> [Directions]
Copy the lines below verbatim, but only from the line containing "Wildlife-count tagging: point out every instance of the rope" through the end of the data.

> [Data lines]
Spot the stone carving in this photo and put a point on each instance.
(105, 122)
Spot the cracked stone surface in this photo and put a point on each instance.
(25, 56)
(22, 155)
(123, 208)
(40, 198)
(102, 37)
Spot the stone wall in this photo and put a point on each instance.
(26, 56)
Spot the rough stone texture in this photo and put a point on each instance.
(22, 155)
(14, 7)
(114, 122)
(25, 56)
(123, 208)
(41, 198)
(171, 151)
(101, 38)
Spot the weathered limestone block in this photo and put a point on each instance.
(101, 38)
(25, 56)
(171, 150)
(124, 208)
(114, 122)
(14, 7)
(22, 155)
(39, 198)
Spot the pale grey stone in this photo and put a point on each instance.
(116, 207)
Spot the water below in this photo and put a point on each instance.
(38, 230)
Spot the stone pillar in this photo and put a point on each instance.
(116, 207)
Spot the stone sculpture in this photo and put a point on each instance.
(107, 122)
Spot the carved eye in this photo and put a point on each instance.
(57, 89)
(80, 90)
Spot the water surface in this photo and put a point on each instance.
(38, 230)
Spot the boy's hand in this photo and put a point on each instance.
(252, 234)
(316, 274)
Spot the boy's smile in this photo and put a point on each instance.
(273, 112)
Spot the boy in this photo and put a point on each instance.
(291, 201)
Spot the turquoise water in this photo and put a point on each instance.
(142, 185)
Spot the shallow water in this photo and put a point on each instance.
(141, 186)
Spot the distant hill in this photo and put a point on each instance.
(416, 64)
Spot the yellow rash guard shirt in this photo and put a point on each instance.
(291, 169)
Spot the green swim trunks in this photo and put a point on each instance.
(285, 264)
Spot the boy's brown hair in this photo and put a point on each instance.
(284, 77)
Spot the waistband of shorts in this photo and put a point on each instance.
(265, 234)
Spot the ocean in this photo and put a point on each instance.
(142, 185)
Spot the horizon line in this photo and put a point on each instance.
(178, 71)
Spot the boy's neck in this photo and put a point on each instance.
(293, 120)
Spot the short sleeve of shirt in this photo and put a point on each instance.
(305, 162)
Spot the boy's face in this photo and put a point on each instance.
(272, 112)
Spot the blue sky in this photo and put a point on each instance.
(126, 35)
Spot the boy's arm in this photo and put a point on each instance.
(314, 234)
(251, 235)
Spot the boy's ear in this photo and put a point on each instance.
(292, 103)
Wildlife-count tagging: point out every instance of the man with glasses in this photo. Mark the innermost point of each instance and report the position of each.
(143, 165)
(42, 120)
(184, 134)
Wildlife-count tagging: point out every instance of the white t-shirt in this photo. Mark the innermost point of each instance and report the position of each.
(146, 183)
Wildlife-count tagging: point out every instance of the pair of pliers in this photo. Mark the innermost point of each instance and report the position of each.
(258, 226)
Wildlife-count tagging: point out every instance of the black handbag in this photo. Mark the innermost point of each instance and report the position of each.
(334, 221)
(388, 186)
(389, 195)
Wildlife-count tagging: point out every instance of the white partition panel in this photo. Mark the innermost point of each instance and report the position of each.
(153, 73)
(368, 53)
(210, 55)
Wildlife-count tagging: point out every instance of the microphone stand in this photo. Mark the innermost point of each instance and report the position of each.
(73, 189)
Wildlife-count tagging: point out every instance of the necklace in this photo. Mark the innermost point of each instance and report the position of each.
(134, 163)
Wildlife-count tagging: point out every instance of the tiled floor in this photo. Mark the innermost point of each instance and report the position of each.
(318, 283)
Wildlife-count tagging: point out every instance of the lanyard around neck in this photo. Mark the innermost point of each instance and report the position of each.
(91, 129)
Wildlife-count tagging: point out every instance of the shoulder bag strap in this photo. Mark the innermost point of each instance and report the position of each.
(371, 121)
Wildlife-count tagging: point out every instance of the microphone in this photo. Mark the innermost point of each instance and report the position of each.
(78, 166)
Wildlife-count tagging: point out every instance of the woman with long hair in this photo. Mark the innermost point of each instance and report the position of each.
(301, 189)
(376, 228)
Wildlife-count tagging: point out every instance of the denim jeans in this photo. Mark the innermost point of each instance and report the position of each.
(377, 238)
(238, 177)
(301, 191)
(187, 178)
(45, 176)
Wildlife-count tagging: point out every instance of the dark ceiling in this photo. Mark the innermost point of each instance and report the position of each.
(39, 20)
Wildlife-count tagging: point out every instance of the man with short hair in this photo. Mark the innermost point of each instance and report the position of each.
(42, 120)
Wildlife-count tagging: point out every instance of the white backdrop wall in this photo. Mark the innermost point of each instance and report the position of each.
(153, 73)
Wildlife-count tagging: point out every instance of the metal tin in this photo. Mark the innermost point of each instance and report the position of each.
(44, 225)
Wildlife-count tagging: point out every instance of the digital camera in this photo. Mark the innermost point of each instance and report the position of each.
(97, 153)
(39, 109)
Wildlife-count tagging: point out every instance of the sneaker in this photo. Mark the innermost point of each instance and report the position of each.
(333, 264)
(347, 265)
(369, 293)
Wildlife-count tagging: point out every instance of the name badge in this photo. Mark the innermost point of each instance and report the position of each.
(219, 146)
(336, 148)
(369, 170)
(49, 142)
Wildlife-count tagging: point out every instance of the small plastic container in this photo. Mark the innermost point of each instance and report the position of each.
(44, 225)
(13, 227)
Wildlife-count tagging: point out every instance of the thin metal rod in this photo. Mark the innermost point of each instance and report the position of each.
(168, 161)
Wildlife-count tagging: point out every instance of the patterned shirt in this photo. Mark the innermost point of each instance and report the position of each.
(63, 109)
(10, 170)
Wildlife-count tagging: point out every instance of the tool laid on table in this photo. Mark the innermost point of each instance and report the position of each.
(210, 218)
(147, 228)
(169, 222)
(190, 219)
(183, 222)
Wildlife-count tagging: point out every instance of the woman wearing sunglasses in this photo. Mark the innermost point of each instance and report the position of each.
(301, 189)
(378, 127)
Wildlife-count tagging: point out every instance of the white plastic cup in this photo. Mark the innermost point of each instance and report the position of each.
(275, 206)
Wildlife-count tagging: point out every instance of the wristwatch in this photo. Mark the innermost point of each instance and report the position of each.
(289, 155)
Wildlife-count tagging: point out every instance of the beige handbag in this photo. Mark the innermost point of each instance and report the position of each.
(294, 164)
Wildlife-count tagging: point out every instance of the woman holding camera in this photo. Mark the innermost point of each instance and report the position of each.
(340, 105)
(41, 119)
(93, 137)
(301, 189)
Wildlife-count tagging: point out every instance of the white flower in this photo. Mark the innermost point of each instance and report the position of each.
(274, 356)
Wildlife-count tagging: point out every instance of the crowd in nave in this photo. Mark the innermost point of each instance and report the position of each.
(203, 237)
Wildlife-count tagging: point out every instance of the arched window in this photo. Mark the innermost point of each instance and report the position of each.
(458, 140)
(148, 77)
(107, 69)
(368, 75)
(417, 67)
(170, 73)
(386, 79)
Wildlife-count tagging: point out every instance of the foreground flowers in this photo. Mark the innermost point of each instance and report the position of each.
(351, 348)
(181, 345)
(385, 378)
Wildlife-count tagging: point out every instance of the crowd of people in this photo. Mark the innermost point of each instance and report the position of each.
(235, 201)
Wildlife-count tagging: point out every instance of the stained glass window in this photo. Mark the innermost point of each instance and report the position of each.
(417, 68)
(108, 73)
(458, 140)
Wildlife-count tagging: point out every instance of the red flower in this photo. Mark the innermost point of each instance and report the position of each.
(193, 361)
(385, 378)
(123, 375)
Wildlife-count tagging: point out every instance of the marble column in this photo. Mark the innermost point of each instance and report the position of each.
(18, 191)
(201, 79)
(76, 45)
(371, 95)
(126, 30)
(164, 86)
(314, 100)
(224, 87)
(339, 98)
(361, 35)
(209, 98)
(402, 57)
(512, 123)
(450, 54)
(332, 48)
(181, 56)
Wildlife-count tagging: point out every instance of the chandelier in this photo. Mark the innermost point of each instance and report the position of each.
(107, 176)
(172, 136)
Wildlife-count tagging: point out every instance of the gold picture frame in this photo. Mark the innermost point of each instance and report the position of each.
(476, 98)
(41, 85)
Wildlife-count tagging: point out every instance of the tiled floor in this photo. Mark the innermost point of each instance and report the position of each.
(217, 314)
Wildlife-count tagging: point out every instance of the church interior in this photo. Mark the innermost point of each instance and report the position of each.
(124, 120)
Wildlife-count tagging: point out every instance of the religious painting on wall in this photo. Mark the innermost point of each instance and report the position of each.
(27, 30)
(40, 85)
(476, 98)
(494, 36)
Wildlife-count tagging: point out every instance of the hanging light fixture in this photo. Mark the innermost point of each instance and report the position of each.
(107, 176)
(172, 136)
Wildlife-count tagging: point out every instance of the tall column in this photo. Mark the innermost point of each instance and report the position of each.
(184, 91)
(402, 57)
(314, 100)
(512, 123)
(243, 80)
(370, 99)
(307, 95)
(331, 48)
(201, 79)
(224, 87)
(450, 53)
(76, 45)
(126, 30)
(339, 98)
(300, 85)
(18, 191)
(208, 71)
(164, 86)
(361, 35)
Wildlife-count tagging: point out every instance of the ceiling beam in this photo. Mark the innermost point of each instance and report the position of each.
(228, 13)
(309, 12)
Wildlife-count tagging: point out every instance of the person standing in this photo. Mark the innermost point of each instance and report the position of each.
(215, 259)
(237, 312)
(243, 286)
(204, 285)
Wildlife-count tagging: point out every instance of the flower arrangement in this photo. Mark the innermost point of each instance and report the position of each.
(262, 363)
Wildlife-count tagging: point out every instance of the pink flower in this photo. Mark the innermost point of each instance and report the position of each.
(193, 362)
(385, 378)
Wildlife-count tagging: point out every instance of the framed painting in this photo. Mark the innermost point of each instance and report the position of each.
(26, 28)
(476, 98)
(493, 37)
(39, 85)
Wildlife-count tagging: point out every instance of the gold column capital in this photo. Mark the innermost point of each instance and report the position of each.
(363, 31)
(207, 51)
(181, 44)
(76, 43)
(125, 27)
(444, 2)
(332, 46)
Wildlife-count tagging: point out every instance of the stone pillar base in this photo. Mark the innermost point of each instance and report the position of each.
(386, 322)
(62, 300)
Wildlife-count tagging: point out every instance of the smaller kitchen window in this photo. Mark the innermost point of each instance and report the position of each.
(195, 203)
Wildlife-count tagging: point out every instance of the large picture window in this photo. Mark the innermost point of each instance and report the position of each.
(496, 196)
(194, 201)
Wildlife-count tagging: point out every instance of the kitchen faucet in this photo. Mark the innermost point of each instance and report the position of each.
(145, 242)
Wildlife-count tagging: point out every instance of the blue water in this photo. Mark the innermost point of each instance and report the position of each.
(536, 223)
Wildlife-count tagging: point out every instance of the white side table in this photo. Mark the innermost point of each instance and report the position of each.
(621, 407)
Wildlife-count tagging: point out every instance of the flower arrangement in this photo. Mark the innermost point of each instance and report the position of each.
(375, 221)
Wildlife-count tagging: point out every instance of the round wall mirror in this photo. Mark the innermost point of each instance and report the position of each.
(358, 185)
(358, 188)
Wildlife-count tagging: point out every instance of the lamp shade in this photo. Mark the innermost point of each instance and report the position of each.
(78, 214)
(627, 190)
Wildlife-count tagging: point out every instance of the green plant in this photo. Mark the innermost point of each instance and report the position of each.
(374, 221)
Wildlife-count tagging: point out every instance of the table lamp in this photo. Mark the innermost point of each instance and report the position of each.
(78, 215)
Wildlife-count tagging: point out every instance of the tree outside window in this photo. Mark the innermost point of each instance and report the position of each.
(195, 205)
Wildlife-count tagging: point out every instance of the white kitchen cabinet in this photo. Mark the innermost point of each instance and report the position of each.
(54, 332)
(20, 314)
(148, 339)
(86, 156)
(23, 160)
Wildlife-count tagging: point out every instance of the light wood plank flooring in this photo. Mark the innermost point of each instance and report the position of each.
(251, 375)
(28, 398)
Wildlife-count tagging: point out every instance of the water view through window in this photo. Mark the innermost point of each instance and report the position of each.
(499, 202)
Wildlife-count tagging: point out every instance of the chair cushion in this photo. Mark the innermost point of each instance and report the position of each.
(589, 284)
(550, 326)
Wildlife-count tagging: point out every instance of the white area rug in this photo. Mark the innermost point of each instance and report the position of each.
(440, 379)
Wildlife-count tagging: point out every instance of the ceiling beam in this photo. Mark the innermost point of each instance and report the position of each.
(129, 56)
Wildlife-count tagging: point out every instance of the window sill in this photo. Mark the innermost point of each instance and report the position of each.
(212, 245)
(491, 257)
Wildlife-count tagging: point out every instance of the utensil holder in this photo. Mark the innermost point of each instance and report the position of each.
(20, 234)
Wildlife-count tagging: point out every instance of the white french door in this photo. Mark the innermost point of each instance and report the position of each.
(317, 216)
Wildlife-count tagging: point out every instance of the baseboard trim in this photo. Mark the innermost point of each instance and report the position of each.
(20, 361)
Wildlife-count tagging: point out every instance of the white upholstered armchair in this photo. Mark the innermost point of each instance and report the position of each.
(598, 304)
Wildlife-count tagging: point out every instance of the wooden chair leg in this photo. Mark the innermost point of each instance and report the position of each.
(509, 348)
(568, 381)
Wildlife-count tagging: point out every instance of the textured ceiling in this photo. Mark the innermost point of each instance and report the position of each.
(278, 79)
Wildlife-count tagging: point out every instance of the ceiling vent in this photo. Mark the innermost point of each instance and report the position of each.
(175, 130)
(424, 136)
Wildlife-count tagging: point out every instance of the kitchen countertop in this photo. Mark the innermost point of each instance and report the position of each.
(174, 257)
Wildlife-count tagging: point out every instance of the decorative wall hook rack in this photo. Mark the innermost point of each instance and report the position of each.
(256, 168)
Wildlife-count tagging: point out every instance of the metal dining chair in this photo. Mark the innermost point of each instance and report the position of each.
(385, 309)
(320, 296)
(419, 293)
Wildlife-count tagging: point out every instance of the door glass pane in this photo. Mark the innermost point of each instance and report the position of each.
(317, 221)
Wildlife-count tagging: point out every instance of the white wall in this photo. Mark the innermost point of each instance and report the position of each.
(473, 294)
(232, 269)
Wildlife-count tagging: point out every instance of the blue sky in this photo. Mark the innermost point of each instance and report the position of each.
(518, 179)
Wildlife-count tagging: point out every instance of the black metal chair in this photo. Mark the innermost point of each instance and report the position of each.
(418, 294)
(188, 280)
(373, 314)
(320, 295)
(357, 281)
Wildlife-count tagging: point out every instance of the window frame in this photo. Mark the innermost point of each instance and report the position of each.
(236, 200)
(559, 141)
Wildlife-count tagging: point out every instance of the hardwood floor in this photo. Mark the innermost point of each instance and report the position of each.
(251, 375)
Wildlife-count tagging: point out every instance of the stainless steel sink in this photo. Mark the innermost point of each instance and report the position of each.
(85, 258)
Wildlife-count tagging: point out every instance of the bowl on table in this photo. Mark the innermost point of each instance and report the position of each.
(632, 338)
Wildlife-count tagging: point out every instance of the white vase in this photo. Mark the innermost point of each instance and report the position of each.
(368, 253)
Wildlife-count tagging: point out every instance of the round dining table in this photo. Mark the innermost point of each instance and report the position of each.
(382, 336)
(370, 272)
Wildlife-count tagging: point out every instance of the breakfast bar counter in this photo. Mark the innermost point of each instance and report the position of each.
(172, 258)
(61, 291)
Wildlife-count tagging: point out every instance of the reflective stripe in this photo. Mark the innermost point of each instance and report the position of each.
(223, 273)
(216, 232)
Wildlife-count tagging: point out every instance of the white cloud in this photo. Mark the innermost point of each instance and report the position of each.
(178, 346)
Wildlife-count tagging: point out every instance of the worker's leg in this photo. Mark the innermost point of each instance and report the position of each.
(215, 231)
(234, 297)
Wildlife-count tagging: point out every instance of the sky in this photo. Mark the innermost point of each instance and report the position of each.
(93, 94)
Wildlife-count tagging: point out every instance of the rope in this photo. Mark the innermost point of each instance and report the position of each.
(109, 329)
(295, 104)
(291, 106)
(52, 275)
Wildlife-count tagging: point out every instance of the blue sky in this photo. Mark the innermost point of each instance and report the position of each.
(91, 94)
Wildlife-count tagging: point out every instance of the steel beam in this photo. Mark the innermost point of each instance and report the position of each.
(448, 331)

> [Problem solution]
Wildlife-count tagging: point out every instance of the rope in this photo. Mark the innermost point of each instance and report the position of each.
(109, 329)
(295, 104)
(291, 106)
(52, 275)
Wildlife-count tagging: point out every instance of the blue sky in this photo. Mark the innermost point of each instance and report the position of each.
(91, 94)
Wildlife-count tagging: point out every instance of the steel beam in this photo. Mark the innermost point of each instance and report the position of each.
(448, 331)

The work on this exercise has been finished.